* **What you will do**: Recast the part of the listing that opens with the line containing "target | green gingham napkin" and closes with the line containing "column 560, row 31", both included, as a JSON list of strings, one string per line and blank lines left out. Include no other lines.

┌─ Exercise materials

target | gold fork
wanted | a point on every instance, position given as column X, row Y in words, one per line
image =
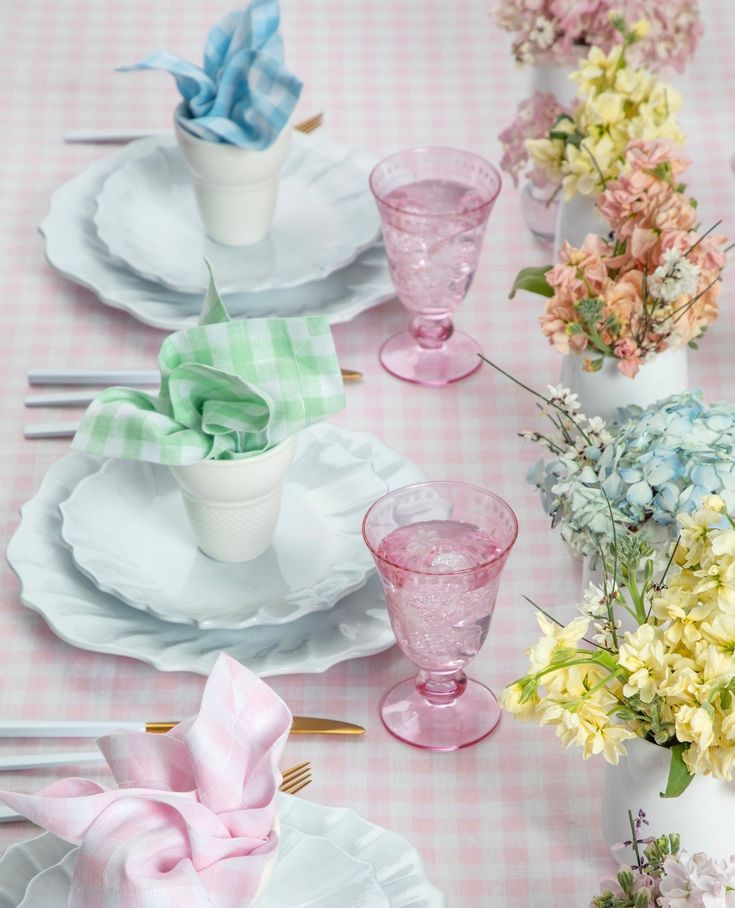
column 296, row 778
column 310, row 124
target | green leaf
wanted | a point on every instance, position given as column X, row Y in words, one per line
column 679, row 775
column 533, row 280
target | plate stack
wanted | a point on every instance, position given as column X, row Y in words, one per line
column 128, row 229
column 105, row 553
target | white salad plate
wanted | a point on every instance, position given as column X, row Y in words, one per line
column 140, row 547
column 84, row 616
column 74, row 249
column 329, row 858
column 325, row 216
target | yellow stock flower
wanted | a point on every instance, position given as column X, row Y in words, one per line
column 694, row 723
column 617, row 104
column 510, row 700
column 555, row 640
column 548, row 154
column 641, row 28
column 643, row 654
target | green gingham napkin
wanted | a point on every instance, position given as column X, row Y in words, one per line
column 228, row 390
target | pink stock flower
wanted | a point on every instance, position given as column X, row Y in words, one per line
column 629, row 357
column 655, row 284
column 582, row 271
column 534, row 118
column 560, row 31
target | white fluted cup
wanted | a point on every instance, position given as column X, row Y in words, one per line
column 236, row 188
column 233, row 505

└─

* **Exercise solution**:
[
  "target | green gingham napkin",
  "wanted | a point on every instance, position given as column X, row Y in words, one per line",
  "column 228, row 390",
  "target | pink stock flower",
  "wanted | a point on every instance, position given as column X, row Y in words, one per line",
  "column 629, row 357",
  "column 655, row 284",
  "column 582, row 271",
  "column 534, row 118",
  "column 560, row 31"
]